### Given exercise
List each line of the listing below that contains the string "handbag". Letter case must match.

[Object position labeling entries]

========================

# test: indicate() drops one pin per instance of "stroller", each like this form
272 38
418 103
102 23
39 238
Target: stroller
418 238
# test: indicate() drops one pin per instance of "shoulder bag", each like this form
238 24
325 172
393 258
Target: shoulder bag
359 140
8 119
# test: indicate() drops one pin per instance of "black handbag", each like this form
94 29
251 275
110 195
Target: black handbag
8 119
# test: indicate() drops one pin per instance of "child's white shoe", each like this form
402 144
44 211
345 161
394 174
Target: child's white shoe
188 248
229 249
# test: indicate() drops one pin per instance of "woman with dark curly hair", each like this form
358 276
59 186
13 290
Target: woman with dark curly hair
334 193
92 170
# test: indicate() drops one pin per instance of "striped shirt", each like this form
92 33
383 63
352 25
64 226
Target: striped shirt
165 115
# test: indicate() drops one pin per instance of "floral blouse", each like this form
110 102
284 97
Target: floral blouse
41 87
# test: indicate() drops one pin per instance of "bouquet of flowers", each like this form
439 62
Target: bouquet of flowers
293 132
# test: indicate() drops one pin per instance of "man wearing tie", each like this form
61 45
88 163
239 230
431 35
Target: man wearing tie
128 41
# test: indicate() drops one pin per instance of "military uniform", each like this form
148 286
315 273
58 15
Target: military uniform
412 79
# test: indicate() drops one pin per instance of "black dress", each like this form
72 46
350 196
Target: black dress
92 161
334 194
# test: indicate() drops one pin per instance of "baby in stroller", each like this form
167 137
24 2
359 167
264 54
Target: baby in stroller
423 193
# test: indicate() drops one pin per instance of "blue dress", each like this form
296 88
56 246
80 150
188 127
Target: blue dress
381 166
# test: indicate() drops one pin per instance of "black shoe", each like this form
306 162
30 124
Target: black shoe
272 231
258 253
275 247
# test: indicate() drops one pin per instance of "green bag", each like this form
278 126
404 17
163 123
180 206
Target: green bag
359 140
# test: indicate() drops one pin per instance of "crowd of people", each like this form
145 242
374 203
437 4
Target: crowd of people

========================

### Full solution
# test: indicate() drops one pin per instance of "black handbag", each like this form
Target: black handbag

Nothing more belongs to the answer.